### Your objective
Without the pictures, output the records below word for word.

(Dataset excerpt)
┄┄┄┄┄┄

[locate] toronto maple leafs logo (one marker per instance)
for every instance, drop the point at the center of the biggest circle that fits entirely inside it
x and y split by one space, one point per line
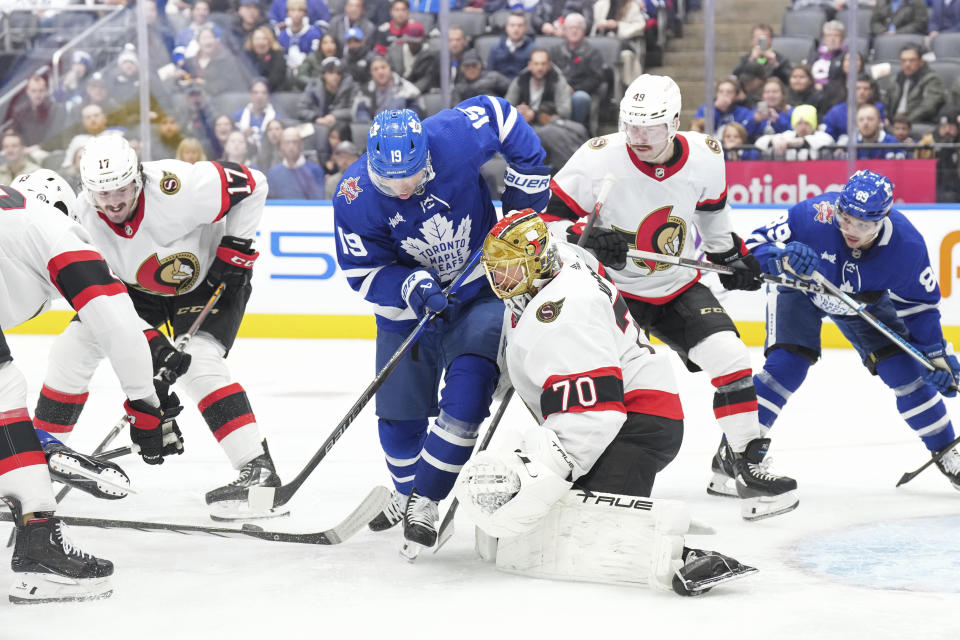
349 189
441 248
824 213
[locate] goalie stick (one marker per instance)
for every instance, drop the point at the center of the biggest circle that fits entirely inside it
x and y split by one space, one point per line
278 496
445 532
375 502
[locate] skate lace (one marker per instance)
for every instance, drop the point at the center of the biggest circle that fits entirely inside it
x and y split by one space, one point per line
424 511
67 544
950 462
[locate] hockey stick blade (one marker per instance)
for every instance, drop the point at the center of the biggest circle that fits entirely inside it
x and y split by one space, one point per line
375 502
910 475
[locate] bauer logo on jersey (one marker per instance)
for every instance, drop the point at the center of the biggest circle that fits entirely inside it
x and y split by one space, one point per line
825 211
548 311
169 183
349 189
169 276
441 248
658 232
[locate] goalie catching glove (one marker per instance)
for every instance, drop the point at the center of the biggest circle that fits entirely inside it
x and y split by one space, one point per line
748 275
233 265
153 430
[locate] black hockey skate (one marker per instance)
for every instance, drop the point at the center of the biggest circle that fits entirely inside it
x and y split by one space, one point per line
949 465
236 501
722 482
419 525
762 494
48 567
99 478
703 570
391 514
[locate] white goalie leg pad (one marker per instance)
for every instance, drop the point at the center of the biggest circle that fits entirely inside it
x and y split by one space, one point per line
601 537
36 588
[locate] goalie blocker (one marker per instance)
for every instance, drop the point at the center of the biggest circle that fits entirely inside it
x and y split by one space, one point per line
532 522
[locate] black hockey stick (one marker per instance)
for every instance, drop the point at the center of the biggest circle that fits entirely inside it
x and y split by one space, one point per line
373 504
446 527
783 281
278 496
910 475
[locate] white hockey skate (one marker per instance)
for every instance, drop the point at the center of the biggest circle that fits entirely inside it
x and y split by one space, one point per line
48 567
419 525
241 500
949 465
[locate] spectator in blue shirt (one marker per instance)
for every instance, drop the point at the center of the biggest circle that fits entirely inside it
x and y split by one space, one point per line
511 55
295 178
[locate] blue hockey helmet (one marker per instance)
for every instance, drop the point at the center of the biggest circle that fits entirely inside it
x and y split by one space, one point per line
396 149
867 196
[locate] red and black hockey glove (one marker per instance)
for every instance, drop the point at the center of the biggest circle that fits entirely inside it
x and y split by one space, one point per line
233 265
153 430
748 275
168 362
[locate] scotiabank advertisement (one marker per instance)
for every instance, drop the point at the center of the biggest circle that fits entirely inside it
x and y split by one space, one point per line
791 182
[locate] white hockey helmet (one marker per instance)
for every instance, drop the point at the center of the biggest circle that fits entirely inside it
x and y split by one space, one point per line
46 186
649 101
109 162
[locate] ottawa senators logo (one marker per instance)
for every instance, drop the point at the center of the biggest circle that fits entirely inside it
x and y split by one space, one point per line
170 276
549 311
349 189
169 183
659 232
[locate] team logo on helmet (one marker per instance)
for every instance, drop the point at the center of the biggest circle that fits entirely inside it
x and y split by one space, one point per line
825 212
658 232
550 310
349 189
169 183
168 276
597 143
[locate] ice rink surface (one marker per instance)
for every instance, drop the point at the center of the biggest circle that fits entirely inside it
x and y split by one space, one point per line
857 559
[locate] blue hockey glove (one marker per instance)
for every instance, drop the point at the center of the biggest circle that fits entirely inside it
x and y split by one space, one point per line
526 188
796 259
422 294
946 376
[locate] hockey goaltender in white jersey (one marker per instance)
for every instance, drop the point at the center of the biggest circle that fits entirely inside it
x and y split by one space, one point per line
609 419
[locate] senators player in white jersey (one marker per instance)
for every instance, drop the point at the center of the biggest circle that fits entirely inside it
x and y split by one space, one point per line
609 420
45 255
668 186
173 231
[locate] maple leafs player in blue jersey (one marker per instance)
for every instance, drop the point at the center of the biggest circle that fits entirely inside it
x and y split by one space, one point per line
856 241
409 214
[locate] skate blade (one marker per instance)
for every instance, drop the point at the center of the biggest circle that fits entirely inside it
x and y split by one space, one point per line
232 510
108 484
722 486
753 509
410 550
40 588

┄┄┄┄┄┄

### Final result
[locate] toronto maple leafs logo (one marker per instance)
for every instance, drop the point at the center of the biggest circle that fits entirely inside it
x and y split by one space, one point per line
349 189
441 248
824 213
[locate] goalie stick (one marker per instance)
for every instance, drop the point at the center of the biggest circle that fits entirely inside it
x and y split by one space, one point per line
278 496
445 532
375 502
[locate] skate lace (one marker per instance)
for every instance, drop the point at the center of the biggest circle that fits entirely inside it
x and y split by one space, one point per line
424 511
67 544
950 462
[locate] hockey stick blade (one marker per instance)
for every instance, drop the point at the center of the biggest circle that fits entirely inside it
x and y split by one space, one point per line
375 502
910 475
[locate] bauer logo on jersey (one marker per instance)
for every instance, drop the point at the center of the biggest circle that fits entirely inside it
x and y split by one space, one point per line
825 211
548 311
169 183
349 189
169 276
441 248
658 232
[locate] goalie catching glove (one marker per instance)
for every instance, drop the point at the center of the biggest circle that fits entirely inside it
x and y split by one space, one point per line
748 275
233 265
153 430
[locate] black hockey skate (one marker per instance)
for every instance, drop the point at the center of the biggest circle that fits entirely inside it
x and y split by one space, one point per line
949 465
236 501
722 482
419 525
762 494
48 567
99 478
703 570
391 514
[locate] white goalie leg pad (one marker per instance)
for every instance, drop the point at the center of the biggest circle that fits entirely inside it
x and y split by one space, one point per line
601 537
36 588
[locate] goalie blocker (one marker per instance)
for every instance, drop the point at the center of the biggest circle that fits entirely inside it
x and y split by one space, one point per line
532 522
[locate] black hockey stick (one marker per instance)
for every instance, drop the point at the center of the biggest circle that fits entirely inside it
x and y split by one space, one point per line
373 504
446 527
783 281
278 496
910 475
[locate] white hockey skate (one marker per instance)
for every instance, drop the point at the center of the biggest circle that fits entirely inside it
x and y split by one space, one point per line
48 567
419 525
241 500
949 465
[locate] spectator in blue shirt (one marker per instance)
for every instance, drop the point at the center of the biggest circle that fits entirely inside it
x and y split by one space, one point per line
511 55
295 178
[locate] blue hockey helmet (one marker per instance)
for every instance, drop the point at the center of the biggest circle that fits entirely inside it
x and y split by one space, one point per line
396 149
867 196
[locate] red and black hockey glove (one marker per instance)
for every instance, drop the point at the center of the biggest circle that fits entirely inside it
x and y split by one space, one point per line
233 265
153 430
748 275
168 362
[locate] scotiabank advertisement (one marker per instance)
for every instance, drop the point at the center of the biggest circle that fits entirely inside it
x and y split by one space, one point per line
791 182
[locate] white hockey helmet (one marker per instance)
for every instance, drop the point at the center of the biggest circle that fits entirely inside it
x and y split by one space, one point per line
46 186
649 101
109 162
[locate] ottawa senators logo (one marker per instance)
for every instance, drop the point at the center of the biggest circle that fits entirely inside it
x and y split by one space, one point per line
170 276
549 311
349 189
169 183
659 232
[locate] team logo on helmet (one marker per instance)
for every instance, drop the point at the center of the biggest circle that fits entirely inside it
x and y split by one space, one point per line
825 212
658 232
550 310
349 189
169 183
168 276
597 143
[locate] ice rink surface (one marker per instance)
for every instance, drop the point at the center of the biggest circle that fits entirely inside it
x and y split by one space, one point per line
857 559
[locate] blue hockey glove (one marker per instance)
for every instance, drop the point at the center of the biggest circle that fits entirely inside it
x and y split by one space, one point per line
526 188
796 259
422 294
946 376
[locate] hockey goaltender in white jersey (one marker per instance)
for every instance, drop the point at the center of the biggest circle that fits entirely inside it
x and y split by one space, one point per line
609 419
[locate] senators player in white jersey (one marker per instance)
for every instance, drop the point at the center of the biggest circle that fits entirely inside it
x and y split by one space, one point per line
609 420
45 255
668 186
173 231
[locate] maple leafs player in blue jersey (one marker per instance)
for every instance, drop the point at the center of the biggest circle that fits entirely inside it
x and y split by one space, one point per line
856 241
409 214
[locate] skate blade (one marker per instance)
for every instance, drop the point at the center of the biggest circle that fits entirely inside it
x and y split by one space, one point per line
232 510
108 484
722 486
753 509
410 550
40 588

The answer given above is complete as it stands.